EXERCISE AIM - Copy only this range: the line with "brick wall, one per instance" through the final line of the material, inclusive at both ends.

TASK INPUT -
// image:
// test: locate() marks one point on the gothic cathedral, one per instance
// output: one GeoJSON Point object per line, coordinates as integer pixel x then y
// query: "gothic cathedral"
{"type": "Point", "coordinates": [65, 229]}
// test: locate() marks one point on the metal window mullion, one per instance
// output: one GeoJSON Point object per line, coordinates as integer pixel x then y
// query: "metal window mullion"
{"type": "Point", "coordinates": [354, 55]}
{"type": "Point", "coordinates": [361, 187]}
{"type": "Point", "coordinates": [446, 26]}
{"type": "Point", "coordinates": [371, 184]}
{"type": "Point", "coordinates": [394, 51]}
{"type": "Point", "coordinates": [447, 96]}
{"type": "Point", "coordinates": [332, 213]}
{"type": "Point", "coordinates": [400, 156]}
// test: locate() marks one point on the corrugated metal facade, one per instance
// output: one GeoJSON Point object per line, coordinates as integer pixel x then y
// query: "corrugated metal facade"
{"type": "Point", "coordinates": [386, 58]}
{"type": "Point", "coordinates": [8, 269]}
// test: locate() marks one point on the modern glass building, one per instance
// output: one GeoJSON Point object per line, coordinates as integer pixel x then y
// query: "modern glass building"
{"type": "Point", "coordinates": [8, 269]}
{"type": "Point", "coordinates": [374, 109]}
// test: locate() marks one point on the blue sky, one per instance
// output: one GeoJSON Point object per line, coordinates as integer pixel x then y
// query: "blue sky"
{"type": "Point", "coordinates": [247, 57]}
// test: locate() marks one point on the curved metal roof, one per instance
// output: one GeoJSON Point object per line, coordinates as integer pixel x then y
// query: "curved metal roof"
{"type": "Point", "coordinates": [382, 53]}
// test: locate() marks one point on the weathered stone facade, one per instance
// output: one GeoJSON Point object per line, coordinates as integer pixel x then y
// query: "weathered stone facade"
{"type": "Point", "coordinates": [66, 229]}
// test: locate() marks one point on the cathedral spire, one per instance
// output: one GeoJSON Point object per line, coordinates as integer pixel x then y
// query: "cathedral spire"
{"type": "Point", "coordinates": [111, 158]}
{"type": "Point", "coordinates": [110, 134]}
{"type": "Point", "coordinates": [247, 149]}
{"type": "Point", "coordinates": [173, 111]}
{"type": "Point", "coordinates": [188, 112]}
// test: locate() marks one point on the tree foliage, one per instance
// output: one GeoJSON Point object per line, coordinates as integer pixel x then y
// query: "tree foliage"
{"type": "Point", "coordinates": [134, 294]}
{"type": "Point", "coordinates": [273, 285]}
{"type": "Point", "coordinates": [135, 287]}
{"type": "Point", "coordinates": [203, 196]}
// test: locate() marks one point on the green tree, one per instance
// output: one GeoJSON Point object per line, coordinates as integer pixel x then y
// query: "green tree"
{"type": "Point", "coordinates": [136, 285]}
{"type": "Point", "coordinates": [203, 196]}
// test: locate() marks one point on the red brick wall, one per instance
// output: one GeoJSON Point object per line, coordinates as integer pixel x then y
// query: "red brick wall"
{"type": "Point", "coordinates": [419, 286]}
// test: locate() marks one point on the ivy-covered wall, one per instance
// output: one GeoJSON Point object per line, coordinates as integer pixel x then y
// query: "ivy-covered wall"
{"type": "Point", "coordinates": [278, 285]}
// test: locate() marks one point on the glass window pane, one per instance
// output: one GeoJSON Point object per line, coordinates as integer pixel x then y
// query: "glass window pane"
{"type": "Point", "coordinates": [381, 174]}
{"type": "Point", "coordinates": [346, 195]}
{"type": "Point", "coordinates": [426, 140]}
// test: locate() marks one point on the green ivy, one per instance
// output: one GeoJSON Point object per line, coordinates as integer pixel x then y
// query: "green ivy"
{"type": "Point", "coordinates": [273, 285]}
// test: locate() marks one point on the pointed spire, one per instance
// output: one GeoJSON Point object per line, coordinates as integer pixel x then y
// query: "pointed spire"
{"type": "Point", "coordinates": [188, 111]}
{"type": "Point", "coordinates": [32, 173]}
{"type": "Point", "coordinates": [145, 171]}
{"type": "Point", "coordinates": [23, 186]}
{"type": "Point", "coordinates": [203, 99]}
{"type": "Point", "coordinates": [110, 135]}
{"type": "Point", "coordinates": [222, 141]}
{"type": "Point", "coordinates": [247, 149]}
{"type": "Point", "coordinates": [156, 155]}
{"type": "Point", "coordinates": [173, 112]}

RESPONSE TO THIS TASK -
// test: locate() marks one point on the red brick wall, one per instance
// output: one GeoJSON Point object per line, coordinates as integer pixel x then y
// query: "red brick wall"
{"type": "Point", "coordinates": [419, 286]}
// test: locate() marks one point on the ivy-covered wall, one per instance
// output: one GeoJSON Point object per line, coordinates as integer pixel x then y
// query: "ivy-covered wall"
{"type": "Point", "coordinates": [278, 285]}
// test: locate() marks one point on the glass window pane, one per instance
// output: one GeoJSON Point object per line, coordinates as integer pixel x then y
// query: "glass window pane"
{"type": "Point", "coordinates": [381, 174]}
{"type": "Point", "coordinates": [346, 195]}
{"type": "Point", "coordinates": [426, 140]}
// test: locate() marks one point on the green ivy, one per instance
// output: one GeoJSON Point object per line, coordinates as integer pixel x then y
// query: "green ivy"
{"type": "Point", "coordinates": [273, 285]}
// test: locate() marks one point on the pointed spire, one per instance
// output: one GeoJSON Point object per line, coordinates as integer pixel x then y
// query: "pointed spire"
{"type": "Point", "coordinates": [188, 111]}
{"type": "Point", "coordinates": [32, 173]}
{"type": "Point", "coordinates": [145, 171]}
{"type": "Point", "coordinates": [23, 186]}
{"type": "Point", "coordinates": [203, 99]}
{"type": "Point", "coordinates": [110, 135]}
{"type": "Point", "coordinates": [222, 141]}
{"type": "Point", "coordinates": [247, 149]}
{"type": "Point", "coordinates": [156, 155]}
{"type": "Point", "coordinates": [173, 112]}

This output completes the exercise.